To do = Copy out the data below verbatim.

⁂

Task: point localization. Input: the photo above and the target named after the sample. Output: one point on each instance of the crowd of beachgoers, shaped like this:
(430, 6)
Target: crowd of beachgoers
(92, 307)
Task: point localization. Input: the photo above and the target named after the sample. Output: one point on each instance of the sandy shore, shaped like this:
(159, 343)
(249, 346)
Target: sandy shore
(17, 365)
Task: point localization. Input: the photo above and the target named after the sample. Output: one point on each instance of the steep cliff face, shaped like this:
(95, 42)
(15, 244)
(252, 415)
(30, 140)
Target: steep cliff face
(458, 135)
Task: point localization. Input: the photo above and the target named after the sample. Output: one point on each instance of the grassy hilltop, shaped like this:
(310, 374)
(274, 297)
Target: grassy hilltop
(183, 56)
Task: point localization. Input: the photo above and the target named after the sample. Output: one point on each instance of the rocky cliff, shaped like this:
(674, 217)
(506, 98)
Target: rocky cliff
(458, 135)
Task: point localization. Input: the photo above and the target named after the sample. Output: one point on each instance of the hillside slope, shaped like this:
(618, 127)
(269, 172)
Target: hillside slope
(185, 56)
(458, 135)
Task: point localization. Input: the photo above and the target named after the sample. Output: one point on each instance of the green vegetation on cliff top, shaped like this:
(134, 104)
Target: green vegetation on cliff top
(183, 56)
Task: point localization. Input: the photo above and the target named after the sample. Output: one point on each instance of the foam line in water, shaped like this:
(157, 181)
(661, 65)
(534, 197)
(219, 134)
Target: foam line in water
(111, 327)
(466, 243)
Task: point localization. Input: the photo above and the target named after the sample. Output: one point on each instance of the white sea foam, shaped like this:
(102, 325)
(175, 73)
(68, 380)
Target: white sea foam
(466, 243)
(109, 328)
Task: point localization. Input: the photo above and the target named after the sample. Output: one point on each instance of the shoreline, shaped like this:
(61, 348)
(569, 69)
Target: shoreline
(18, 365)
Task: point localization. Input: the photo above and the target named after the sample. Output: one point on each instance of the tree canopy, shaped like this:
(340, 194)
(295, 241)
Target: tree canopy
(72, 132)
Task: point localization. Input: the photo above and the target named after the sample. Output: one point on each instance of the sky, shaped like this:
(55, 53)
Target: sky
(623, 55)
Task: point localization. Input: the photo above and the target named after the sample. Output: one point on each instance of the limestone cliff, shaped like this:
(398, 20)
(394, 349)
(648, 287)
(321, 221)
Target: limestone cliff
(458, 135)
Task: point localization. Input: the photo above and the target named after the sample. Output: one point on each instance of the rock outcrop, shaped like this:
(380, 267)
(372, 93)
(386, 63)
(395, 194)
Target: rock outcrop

⁂

Result of the task =
Task: point localization. Input: the photo above and the target named after the sample. Output: one point on each instance of the crowd of beachgoers, shaped like this:
(430, 6)
Target: crowd of beachgoers
(92, 307)
Task: point localization. Input: the photo above and the target named after the sample. Output: one point on each instance of the sandy shore, shaped like this:
(159, 343)
(249, 346)
Target: sandy shore
(17, 365)
Task: point localization. Input: the photo above and the target named after the sample. Output: one point on each instance of the steep cliff face, shaped like this:
(95, 42)
(15, 244)
(252, 415)
(30, 140)
Target: steep cliff face
(458, 135)
Task: point localization. Input: the photo above and the target named after the sample. Output: one point on each instance of the grassy hilltop, shaped like this:
(310, 374)
(274, 297)
Target: grassy hilltop
(183, 56)
Task: point localization. Input: the photo above and the target named after the sample. Output: one point on each instance of the rocky cliff, shaped like this:
(674, 217)
(506, 98)
Target: rocky cliff
(458, 135)
Task: point localization. Input: the photo above and the target named after the sample. Output: one point on each instance of the hillside slope, shaped like this:
(618, 127)
(269, 172)
Target: hillside slope
(185, 56)
(458, 135)
Task: point localization. Input: the photo above and the target named after the sample. Output: one point on each instance of the green vegetation on cliff top, shaped like this:
(134, 104)
Target: green vegetation on cliff top
(183, 56)
Task: point localization. Input: the photo above and the target named after the sample. Output: one point on each instance of the foam line in water, shaped like this:
(157, 181)
(661, 65)
(534, 197)
(219, 134)
Target: foam line in water
(111, 327)
(466, 243)
Task: point localization. Input: the photo above and the target named after the sample. Output: one point on each instance of the white sea foam, shaped like this:
(102, 325)
(175, 73)
(68, 380)
Target: white sea foam
(466, 243)
(109, 328)
Task: point localization. Input: the photo above and the target named after the sample. Output: one point on each instance of the shoreline, shaped like this:
(61, 348)
(569, 69)
Target: shoreline
(18, 365)
Task: point localization. Input: the photo above and the target named after the sample. Output: one point on each instance of the tree canopy, shaped like this:
(340, 194)
(295, 241)
Target: tree canopy
(72, 132)
Task: point localization. Input: the photo above and the target named after the sample. Output: one point on each instance of the sky, shaped like this:
(55, 53)
Target: sky
(623, 55)
Task: point localization. Input: the photo above and the target named after the sample. Output: one point on each instance of the limestone cliff, shaped like this:
(398, 20)
(394, 349)
(648, 287)
(321, 221)
Target: limestone cliff
(458, 135)
Task: point localization. Input: the photo above and the target named after the sample. Output: one point on each instance of the rock outcrop, shaped like this:
(380, 267)
(372, 93)
(386, 63)
(395, 194)
Target: rock outcrop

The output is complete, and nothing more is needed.